** start Records shown **

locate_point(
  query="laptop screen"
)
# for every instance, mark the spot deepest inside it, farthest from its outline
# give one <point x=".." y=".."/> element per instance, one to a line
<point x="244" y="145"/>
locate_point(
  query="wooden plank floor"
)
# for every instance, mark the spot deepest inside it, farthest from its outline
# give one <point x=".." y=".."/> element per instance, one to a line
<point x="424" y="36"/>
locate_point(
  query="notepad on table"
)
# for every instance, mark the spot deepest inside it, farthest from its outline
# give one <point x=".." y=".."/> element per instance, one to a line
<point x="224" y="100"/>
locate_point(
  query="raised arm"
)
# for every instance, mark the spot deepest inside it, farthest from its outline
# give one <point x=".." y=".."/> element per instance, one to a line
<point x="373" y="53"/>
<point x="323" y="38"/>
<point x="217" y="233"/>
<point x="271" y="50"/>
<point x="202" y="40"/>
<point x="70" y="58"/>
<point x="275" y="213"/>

** end Records shown **

### Written problem
Above are the records; copy all of them exactly.

### Exercise output
locate_point(
  query="laptop screen"
)
# for every instance, mark the spot deepest inside it, farthest from its outline
# give one <point x=".." y=".."/> element per instance, one to a line
<point x="244" y="145"/>
locate_point(
  query="wooden plank floor"
)
# for every instance, mark the spot deepest inside it, farthest from its outline
# give one <point x=".." y=".."/> element per instance, one to a line
<point x="424" y="36"/>
locate_point(
  query="notepad on table"
)
# for every instance, mark the spot deepest inside it, farthest from its outline
# give one <point x=".." y=".."/> element per instance, one to a line
<point x="224" y="100"/>
locate_point(
  query="raised arm"
)
# for every instance, mark the spot deepest inside it, farthest from its outline
# give one <point x=".." y=".."/> element per instance, one to a line
<point x="373" y="53"/>
<point x="323" y="38"/>
<point x="217" y="233"/>
<point x="271" y="50"/>
<point x="202" y="40"/>
<point x="70" y="58"/>
<point x="275" y="213"/>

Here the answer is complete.